▶ _INSTRUCTIONS FOR THE TASK_
Filter this material down to the lines that hold "below", copying each one.

▶ _DATA PROVIDED_
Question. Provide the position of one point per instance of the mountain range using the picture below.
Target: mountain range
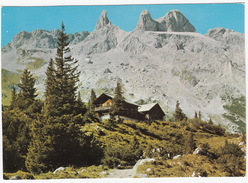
(163, 60)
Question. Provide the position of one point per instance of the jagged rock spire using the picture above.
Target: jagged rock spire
(103, 21)
(146, 22)
(173, 21)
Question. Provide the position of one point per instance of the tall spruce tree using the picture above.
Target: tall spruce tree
(118, 106)
(56, 137)
(17, 122)
(90, 115)
(27, 95)
(50, 92)
(179, 115)
(13, 102)
(62, 78)
(189, 144)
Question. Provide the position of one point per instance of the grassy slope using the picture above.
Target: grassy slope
(154, 134)
(8, 80)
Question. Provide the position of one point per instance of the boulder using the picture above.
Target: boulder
(59, 169)
(177, 156)
(15, 177)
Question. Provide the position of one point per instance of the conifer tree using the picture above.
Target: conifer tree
(90, 115)
(27, 94)
(189, 144)
(50, 92)
(13, 102)
(57, 140)
(196, 116)
(210, 121)
(63, 78)
(118, 106)
(200, 115)
(179, 115)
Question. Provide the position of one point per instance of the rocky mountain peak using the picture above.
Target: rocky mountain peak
(173, 21)
(226, 35)
(103, 21)
(146, 23)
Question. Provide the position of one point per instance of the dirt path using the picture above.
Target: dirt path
(128, 173)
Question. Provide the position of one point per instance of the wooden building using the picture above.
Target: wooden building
(152, 111)
(104, 103)
(103, 108)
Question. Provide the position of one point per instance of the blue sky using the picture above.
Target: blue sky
(84, 18)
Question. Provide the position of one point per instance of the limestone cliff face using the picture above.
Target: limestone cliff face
(173, 21)
(162, 60)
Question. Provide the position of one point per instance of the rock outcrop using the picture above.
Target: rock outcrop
(103, 21)
(173, 21)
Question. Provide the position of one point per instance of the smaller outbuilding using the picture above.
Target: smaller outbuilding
(152, 111)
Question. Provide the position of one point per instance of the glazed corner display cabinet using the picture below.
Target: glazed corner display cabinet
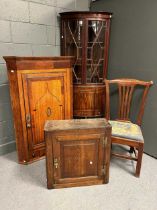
(40, 89)
(85, 35)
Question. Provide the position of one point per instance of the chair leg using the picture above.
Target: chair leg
(139, 160)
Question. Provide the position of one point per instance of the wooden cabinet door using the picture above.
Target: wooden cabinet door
(44, 100)
(78, 158)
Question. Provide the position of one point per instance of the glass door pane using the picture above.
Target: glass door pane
(73, 40)
(95, 51)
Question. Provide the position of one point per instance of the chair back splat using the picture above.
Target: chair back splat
(126, 88)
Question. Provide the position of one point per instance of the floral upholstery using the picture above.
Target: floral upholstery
(126, 130)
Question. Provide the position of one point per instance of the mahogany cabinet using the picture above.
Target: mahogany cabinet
(85, 35)
(40, 89)
(77, 152)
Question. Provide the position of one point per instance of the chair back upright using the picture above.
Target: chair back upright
(126, 88)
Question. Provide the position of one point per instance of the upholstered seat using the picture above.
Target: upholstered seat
(126, 130)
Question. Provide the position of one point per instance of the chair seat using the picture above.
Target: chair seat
(126, 130)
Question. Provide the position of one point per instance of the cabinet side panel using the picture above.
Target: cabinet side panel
(68, 94)
(15, 102)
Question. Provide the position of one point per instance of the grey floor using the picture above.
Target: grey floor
(24, 188)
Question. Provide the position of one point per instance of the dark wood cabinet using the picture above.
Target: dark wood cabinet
(41, 89)
(85, 35)
(77, 152)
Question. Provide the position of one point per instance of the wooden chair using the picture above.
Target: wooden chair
(124, 132)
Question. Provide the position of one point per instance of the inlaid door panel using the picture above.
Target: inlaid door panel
(77, 158)
(44, 100)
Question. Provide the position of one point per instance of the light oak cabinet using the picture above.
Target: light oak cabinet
(40, 89)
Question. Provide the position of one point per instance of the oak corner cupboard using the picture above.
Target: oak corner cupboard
(85, 35)
(40, 89)
(74, 158)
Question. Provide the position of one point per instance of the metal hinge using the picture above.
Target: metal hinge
(104, 141)
(103, 169)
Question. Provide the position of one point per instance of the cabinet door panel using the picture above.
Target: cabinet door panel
(78, 158)
(44, 100)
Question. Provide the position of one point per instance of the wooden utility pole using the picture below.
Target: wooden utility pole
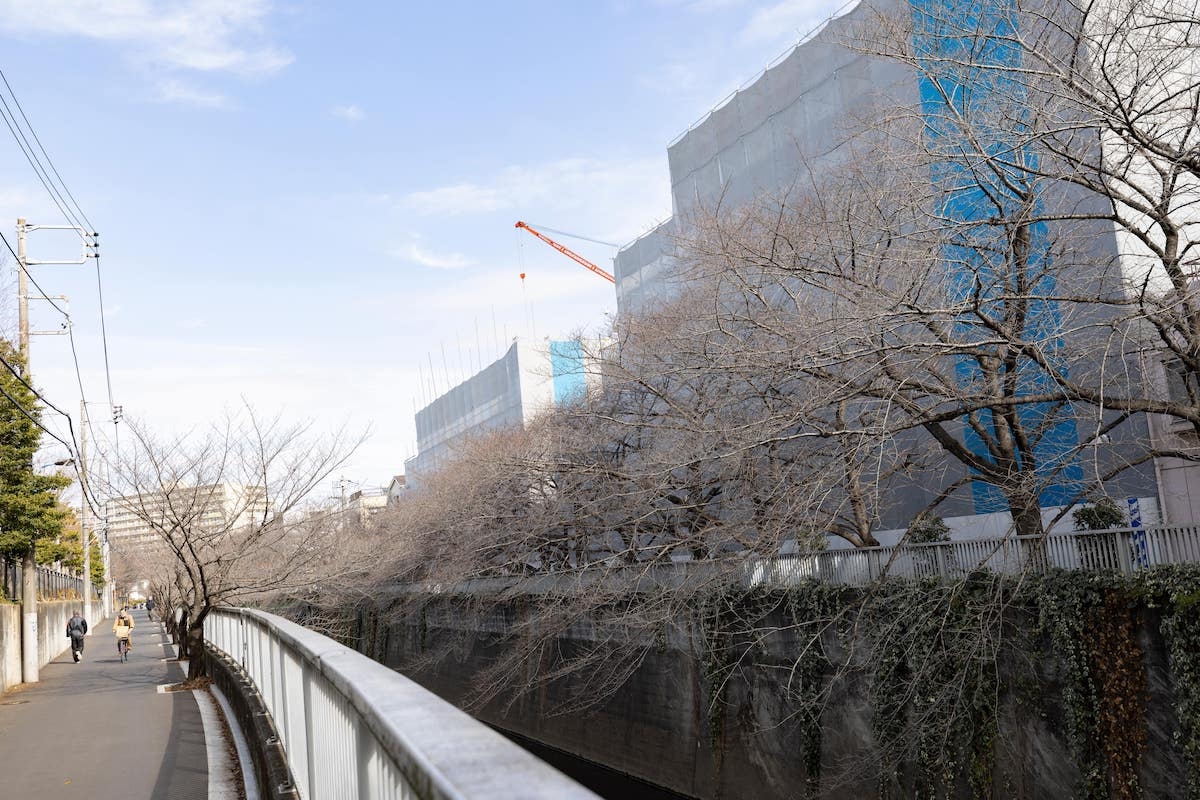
(29, 638)
(84, 537)
(23, 294)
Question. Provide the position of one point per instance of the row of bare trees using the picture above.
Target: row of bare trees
(954, 308)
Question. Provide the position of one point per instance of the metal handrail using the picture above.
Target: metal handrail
(353, 728)
(1126, 549)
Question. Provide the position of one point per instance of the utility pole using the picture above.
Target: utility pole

▶ _WRITTEN RESPONSE_
Question. Provide the position of one point per instance of the mountain range using the picture below.
Question. Provide the position of one point per instance of the glazed corner display cabinet using the picture below.
Question. Provide the position of one point per instance of the wooden utility pole using the picture below.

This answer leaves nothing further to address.